* **Directions**:
[1] Repeat the passage from the article on the arthritis drug Prexige, starting at "There are concerns" and ending at "prescribed in the UK.".
[2] Translate this sentence from the Prexige article into Spanish: "There are concerns because Prexige is in the same class of drugs as Vioxx, the painkiller withdrawn worldwide in 2004 after being linked to heart attacks and strokes."
[3] Using the article on the arthritis drug Prexige, answer these questions:
(a) About how many patients in the UK received one or more prescriptions for Prexige in the last year?
(b) Which drugs company manufactured Vioxx?
(c) What daily dose of Prexige is routinely prescribed in the UK?

* **Text segment**:
-------
Polly Curtis, health correspondent 

Doctors warned over arthritis drug after two die in Australia

Health campaigners last night urged doctors to be wary of prescribing an arthritis drug after concerns over its safety and an order to ban it in Australia following reports of liver damage.
  
  


Health campaigners last night urged doctors to be wary of prescribing an arthritis drug after concerns over its safety and an order to ban it in Australia following reports of liver damage. UK and European drug regulators are reviewing the safety data on the painkiller, Prexige, after eight cases of serious liver damage in Australia, including two fatalities.

There are concerns because Prexige is in the same class of drugs as Vioxx, the painkiller withdrawn worldwide in 2004 after being linked to heart attacks and strokes.

Jane Tadman of the Arthritis Research Campaign said: "Doctors should be wary of prescribing this drug. Any patient who is worried should see their doctor."

The UK medicines watchdog said it received 16 reports of adverse reactions in people on the drug since March 2006; one involved a liver reaction. But it stressed the daily dose prescribed to most of the patients in Australia was double the 100mg dose routinely prescribed in the UK.

In the UK approximately 5,400 patients have received one or more prescriptions for Prexige, made by the drugs company Novartis, in the last year.

Vioxx, which was manufactured by a separate drugs company, Merck, was used by 84 million patients worldwide, 400,000 of them in Britain. It was withdrawn after trials suggested it might nearly double the risk of heart attacks and strokes.

The class of drugs which includes Prexige and Vioxx is known as Cox-2 selective inhibitors. They are a relatively new type of anti-inflammatory medicine which is thought to produce fewer gastro-intestinal side effects than older non-steroidal anti-inflammatory drugs, which include ibuprofen. Since the Vioxx crisis they have been under surveillance by medicines watchdogs. The European Medicines Agency ruled on the cardiovascular effects of Prexige and two other Cox-2 drugs in 2005 when it was decided that the labelling would be revised to ensure doctors did not overprescribe or prescribe to vulnerable groups. A spokesman for the Medicines and Healthcare products Regulatory Agency said any concerned patient should contact their doctor.

A spokesman for Novartis said: "The cases cited in Australia involved treatment mostly with the 200mg dose of Prexige, while one case involved the 400mg dose." Australia was the only country where 200mg once-daily tablets were available. This was now 100mg to match the rest of the world.
-------
* **Extracted information**:
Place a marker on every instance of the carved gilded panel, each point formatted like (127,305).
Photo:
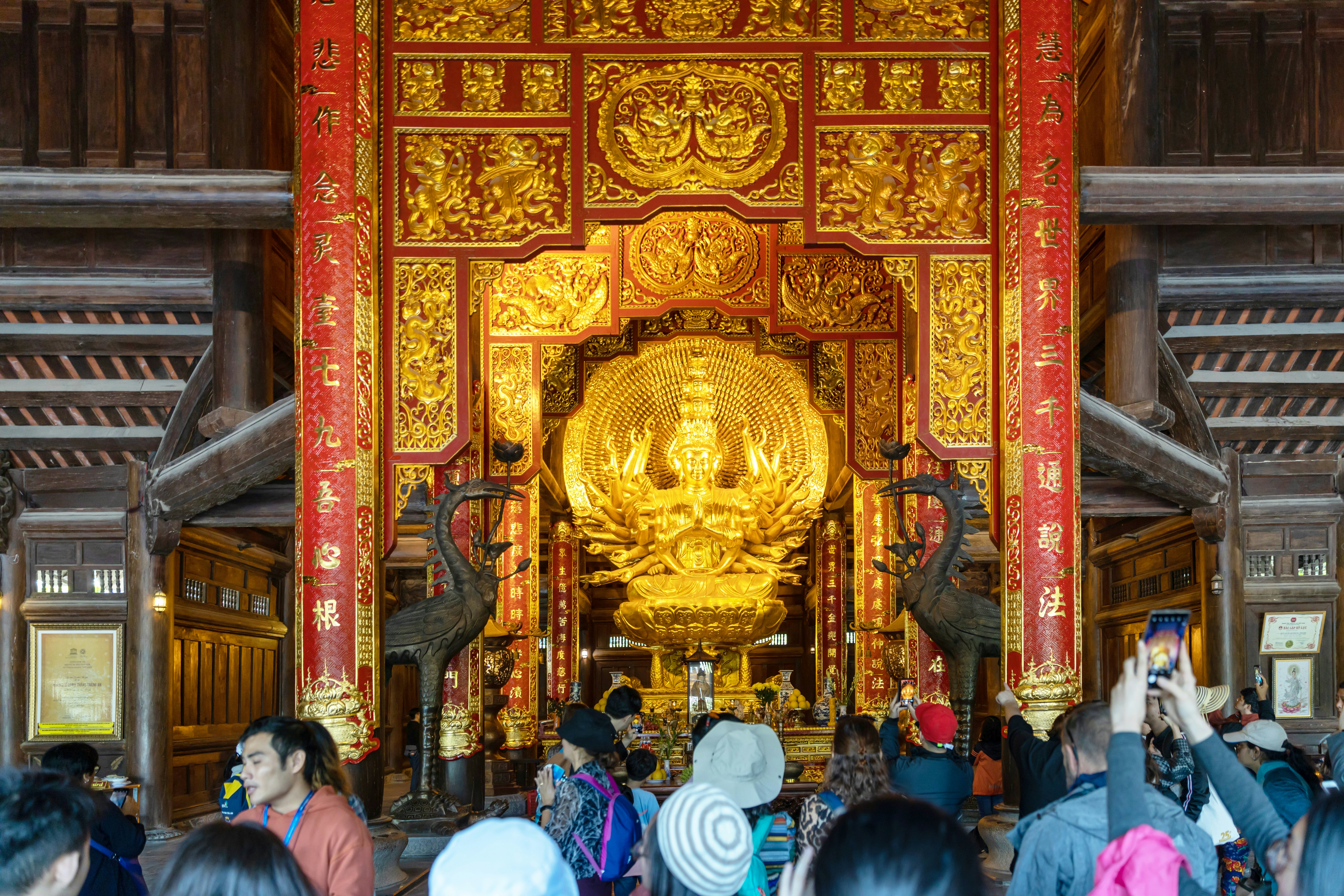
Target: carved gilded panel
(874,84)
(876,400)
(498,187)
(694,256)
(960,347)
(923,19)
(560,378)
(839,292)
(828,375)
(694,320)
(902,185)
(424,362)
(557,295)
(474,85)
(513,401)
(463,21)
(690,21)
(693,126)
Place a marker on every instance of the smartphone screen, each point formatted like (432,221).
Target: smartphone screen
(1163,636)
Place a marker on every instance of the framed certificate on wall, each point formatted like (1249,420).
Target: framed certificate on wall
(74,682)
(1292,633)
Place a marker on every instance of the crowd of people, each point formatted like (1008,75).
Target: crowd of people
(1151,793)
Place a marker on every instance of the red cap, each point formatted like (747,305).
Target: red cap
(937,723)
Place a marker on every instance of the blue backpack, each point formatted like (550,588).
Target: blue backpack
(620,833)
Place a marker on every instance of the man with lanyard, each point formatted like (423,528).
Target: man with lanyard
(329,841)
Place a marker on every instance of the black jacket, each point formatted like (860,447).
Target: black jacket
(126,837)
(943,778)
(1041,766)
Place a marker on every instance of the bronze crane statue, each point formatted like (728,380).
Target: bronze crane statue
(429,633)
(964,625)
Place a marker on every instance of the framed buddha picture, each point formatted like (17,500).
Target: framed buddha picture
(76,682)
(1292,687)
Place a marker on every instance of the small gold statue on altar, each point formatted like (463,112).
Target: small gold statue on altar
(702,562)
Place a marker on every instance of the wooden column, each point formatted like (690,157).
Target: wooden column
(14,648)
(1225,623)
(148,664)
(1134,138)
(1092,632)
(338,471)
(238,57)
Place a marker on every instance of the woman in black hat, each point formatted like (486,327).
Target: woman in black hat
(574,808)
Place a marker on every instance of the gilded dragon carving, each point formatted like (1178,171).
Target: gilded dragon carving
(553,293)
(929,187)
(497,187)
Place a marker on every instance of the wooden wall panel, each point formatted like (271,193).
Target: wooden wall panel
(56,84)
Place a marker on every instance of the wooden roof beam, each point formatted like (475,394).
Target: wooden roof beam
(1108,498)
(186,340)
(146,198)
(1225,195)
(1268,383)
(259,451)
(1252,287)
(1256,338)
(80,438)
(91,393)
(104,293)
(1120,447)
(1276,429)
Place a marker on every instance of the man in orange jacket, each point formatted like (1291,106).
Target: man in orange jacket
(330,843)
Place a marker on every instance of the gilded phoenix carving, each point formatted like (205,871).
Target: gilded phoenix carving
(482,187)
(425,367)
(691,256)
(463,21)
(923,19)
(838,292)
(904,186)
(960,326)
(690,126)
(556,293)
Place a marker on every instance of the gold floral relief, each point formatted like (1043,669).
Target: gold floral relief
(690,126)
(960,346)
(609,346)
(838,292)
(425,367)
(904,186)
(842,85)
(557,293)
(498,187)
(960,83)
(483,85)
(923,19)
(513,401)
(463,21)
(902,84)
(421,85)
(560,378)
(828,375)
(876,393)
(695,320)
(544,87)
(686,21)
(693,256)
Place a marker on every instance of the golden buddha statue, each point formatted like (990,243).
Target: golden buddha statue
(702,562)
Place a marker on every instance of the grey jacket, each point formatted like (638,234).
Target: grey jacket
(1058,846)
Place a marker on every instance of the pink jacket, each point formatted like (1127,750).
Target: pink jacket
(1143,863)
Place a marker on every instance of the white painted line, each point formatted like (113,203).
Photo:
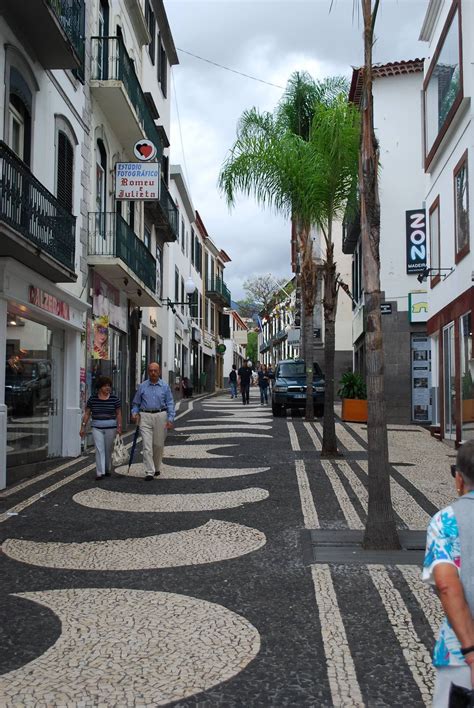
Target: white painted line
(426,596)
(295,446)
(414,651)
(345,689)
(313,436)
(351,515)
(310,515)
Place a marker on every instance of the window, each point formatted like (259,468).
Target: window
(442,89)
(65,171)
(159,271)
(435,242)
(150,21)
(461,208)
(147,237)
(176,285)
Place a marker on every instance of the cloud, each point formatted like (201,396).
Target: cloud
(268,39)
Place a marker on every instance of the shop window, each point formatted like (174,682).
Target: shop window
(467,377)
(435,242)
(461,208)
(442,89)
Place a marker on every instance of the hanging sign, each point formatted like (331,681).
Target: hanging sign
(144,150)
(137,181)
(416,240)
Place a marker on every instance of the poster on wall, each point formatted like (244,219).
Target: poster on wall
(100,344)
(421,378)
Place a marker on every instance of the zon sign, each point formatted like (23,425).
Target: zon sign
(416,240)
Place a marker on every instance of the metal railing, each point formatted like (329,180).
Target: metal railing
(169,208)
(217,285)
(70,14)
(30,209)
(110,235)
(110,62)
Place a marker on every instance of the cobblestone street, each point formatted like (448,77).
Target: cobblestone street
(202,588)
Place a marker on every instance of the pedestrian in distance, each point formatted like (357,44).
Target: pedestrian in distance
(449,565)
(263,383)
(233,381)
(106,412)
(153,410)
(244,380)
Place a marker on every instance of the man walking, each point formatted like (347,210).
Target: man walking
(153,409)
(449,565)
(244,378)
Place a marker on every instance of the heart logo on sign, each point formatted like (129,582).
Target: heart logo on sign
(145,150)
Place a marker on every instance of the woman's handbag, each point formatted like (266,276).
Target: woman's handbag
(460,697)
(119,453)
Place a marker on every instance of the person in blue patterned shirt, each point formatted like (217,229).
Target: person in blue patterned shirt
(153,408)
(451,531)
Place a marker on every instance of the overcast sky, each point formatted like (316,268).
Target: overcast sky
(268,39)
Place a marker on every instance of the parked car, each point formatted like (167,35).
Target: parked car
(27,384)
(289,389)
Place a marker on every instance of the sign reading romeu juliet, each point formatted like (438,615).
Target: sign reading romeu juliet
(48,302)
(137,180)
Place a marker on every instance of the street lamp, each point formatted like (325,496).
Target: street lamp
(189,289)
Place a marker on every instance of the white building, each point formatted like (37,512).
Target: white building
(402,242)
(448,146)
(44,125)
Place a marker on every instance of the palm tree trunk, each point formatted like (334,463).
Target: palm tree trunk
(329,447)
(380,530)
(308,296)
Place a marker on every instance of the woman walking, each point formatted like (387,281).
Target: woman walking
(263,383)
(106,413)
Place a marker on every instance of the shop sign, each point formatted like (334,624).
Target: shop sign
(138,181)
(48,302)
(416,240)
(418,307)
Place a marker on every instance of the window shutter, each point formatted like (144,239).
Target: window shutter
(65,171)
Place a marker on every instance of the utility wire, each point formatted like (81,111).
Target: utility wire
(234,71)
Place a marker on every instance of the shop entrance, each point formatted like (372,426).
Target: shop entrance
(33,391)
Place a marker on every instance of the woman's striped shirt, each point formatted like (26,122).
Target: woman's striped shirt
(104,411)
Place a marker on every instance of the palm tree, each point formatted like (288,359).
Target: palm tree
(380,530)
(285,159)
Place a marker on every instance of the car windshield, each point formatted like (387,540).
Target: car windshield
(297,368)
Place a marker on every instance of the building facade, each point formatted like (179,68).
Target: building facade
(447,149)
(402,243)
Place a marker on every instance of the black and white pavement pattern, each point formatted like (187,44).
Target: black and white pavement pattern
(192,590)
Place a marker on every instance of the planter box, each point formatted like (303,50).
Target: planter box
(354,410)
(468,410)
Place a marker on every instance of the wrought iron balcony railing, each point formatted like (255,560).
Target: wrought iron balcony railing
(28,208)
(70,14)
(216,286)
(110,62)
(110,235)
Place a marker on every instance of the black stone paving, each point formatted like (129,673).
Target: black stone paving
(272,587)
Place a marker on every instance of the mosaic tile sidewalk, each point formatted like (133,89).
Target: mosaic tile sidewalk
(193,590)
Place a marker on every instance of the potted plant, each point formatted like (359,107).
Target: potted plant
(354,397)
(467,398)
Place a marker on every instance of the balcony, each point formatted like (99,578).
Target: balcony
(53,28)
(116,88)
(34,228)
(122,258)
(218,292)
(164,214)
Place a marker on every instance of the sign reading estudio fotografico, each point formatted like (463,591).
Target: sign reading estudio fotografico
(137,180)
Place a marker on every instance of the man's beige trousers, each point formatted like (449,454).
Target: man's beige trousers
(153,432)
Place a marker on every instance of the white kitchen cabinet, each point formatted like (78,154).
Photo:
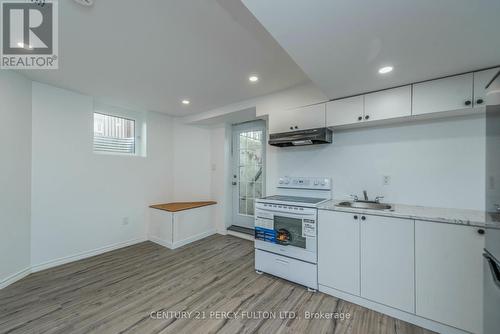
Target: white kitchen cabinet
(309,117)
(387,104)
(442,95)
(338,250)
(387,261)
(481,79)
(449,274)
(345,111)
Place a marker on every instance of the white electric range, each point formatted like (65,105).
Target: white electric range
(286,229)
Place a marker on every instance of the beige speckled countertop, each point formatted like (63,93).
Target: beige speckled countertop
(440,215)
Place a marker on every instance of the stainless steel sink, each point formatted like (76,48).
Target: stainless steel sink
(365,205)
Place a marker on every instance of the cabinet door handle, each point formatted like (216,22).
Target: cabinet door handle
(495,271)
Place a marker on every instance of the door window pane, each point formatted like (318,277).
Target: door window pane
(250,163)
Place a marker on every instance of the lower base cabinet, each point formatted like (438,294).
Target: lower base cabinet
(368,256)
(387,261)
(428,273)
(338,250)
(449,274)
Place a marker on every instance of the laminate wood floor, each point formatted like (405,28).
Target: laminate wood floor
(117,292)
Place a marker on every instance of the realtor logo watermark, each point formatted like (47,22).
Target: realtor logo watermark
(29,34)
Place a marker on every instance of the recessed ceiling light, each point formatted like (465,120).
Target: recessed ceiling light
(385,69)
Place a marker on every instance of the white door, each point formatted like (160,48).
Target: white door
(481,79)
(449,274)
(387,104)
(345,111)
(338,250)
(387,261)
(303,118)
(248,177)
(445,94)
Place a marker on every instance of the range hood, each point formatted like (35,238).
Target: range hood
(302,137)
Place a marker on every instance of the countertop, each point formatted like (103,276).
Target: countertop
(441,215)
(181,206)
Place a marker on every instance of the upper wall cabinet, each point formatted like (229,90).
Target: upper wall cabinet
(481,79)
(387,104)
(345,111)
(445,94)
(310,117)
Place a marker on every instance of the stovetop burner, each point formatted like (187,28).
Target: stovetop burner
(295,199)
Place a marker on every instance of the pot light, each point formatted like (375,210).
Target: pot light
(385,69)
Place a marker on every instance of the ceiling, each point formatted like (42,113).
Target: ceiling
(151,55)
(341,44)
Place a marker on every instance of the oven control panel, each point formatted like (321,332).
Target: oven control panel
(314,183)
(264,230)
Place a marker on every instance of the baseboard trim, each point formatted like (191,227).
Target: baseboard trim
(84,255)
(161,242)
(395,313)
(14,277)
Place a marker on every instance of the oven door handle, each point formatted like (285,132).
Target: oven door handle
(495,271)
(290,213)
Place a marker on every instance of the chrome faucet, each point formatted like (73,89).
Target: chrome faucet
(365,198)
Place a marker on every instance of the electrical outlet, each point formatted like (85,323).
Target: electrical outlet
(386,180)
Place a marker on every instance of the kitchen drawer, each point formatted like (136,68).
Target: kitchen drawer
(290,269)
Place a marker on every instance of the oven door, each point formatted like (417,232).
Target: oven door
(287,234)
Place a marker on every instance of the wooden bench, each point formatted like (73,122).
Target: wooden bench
-------
* **Results in order**:
[1]
There are concerns because Prexige is in the same class of drugs as Vioxx, the painkiller withdrawn worldwide in 2004 after being linked to heart attacks and strokes.

Jane Tadman of the Arthritis Research Campaign said: "Doctors should be wary of prescribing this drug. Any patient who is worried should see their doctor."

The UK medicines watchdog said it received 16 reports of adverse reactions in people on the drug since March 2006; one involved a liver reaction. But it stressed the daily dose prescribed to most of the patients in Australia was double the 100mg dose routinely prescribed in the UK.

[2] Existe preocupación porque Prexige pertenece a la misma clase de fármacos que Vioxx, el analgésico retirado en todo el mundo en 2004 tras ser vinculado con infartos y accidentes cerebrovasculares.

[3]
(a) Approximately 5,400
(b) Merck
(c) 100mg